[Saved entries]
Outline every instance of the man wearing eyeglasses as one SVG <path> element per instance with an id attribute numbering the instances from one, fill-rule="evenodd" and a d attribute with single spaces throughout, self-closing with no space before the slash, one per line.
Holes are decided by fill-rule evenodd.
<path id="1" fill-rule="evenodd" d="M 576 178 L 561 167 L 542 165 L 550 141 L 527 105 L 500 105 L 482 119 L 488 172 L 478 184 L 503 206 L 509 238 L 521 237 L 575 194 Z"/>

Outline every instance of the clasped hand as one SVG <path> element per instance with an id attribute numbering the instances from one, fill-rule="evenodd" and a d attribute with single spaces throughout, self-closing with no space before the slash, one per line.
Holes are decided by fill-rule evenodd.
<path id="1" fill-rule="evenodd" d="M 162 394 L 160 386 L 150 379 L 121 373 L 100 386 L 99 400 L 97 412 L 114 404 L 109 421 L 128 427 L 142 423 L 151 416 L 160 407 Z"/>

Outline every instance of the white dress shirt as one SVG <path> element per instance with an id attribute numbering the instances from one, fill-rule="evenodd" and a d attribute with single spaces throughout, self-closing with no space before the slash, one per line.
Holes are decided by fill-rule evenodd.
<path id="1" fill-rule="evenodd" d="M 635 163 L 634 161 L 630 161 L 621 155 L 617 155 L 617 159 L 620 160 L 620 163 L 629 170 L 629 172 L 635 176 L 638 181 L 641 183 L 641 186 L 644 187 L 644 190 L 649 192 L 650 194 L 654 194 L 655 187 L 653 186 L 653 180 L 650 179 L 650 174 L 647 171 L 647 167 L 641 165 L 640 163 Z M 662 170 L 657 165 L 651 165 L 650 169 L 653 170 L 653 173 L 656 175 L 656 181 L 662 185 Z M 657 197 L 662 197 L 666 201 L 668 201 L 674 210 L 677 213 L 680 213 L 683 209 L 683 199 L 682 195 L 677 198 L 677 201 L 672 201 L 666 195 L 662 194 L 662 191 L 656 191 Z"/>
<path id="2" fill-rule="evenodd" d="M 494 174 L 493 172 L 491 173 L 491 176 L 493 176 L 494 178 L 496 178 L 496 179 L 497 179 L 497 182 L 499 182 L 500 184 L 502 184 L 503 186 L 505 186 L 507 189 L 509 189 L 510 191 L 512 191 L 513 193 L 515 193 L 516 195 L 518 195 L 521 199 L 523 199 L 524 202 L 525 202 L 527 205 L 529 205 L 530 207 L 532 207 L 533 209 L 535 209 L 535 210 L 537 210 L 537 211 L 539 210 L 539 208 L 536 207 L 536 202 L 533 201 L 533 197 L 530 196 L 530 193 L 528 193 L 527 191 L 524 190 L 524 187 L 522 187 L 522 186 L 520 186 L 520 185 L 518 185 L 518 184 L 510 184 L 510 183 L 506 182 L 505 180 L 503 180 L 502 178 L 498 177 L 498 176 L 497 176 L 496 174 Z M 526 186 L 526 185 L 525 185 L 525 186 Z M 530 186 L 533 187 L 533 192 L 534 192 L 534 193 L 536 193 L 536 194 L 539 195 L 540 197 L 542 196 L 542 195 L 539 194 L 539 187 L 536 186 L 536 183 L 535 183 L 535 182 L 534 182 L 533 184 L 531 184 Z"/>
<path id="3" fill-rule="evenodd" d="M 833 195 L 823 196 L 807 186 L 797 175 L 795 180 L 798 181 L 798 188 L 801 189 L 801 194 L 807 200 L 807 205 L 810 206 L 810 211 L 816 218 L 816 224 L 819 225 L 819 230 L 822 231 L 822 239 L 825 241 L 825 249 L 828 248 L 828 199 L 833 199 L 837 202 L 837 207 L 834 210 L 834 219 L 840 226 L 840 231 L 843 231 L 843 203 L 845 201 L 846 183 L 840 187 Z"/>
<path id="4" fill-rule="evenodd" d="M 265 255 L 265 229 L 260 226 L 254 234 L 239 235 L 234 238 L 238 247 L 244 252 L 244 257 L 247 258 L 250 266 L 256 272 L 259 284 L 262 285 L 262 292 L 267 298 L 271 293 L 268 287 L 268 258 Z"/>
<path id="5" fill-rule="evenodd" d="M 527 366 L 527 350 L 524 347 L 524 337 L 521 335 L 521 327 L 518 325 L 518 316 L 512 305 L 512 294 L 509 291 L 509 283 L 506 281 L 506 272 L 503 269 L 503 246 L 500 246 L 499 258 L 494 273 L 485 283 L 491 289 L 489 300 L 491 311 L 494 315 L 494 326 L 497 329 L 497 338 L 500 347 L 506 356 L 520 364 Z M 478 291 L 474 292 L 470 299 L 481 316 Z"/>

**Problem requirements:** The lines needed are those in the data above that hold the string "closing"; copy each of them.

**Task answer:**
Outline every instance of the man wearing eyeglasses as one SVG <path> element per instance with an id attribute numbering the instances from one, fill-rule="evenodd" and a d attribute with single spaces throughout, self-closing with no space before the slash, one per line.
Outline every instance of the clasped hand as one SVG <path> element per instance with an id attribute numbering the instances from one, fill-rule="evenodd" and a d attribute with single spaces throughout, self-closing with no space before the slash, one per line.
Outline every instance of the white dress shirt as one SVG <path> element per instance with an id attribute numbering the instances from one, fill-rule="evenodd" and a d attribute with single spaces throughout, self-closing with no space before the slash, one per line.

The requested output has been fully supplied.